:: Job ::
Turn the lines of the records, starting at the line that contains "</instance>" and ending at the final line of the records, into a JSON list of strings with one string per line. Leave out any blank lines.

:: Provided information ::
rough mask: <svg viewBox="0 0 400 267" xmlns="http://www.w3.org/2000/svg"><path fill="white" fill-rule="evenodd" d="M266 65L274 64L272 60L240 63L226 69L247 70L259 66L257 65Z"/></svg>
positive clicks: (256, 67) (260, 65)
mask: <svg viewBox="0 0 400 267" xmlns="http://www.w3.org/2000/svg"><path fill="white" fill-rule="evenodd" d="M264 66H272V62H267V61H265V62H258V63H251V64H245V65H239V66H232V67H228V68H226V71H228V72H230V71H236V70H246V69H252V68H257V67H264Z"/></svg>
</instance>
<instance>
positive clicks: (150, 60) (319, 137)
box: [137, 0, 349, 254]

:: Written response ::
[
  "</instance>",
  "<instance>",
  "positive clicks: (150, 60) (319, 137)",
  "box: [137, 0, 349, 254]"
]